*Task requirements*.
Write out the items below again, swapping each "drop a marker" for "place a pin" and keeping every other character the same.

---------------

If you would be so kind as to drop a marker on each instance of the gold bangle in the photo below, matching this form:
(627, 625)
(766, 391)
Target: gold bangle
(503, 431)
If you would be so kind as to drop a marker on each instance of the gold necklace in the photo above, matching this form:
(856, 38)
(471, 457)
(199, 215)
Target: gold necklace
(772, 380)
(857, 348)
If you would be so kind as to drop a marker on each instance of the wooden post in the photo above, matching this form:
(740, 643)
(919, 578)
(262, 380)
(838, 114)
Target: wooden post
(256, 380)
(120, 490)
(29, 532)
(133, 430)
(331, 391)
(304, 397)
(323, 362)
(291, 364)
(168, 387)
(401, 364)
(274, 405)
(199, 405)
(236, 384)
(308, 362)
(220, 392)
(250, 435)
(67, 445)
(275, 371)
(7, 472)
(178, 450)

---------------

*Task response*.
If you would be so kind as to place a pin on each instance of the gold bangle in the photo below, matching this form:
(627, 625)
(766, 391)
Target: gold bangle
(503, 431)
If you would be so kind as to place a pin on each instance of the gold necklace in the photo above, matching this form:
(856, 38)
(471, 457)
(199, 215)
Target: gold necklace
(772, 380)
(857, 348)
If you would be so kind as to place a pin on each instance of the wooden post in the photo above, matching this form:
(740, 643)
(919, 578)
(262, 380)
(838, 114)
Target: wooden post
(256, 380)
(120, 490)
(29, 532)
(133, 430)
(331, 391)
(304, 397)
(323, 362)
(291, 364)
(168, 387)
(401, 364)
(274, 405)
(199, 405)
(236, 384)
(308, 362)
(220, 392)
(250, 435)
(67, 445)
(275, 371)
(7, 472)
(178, 450)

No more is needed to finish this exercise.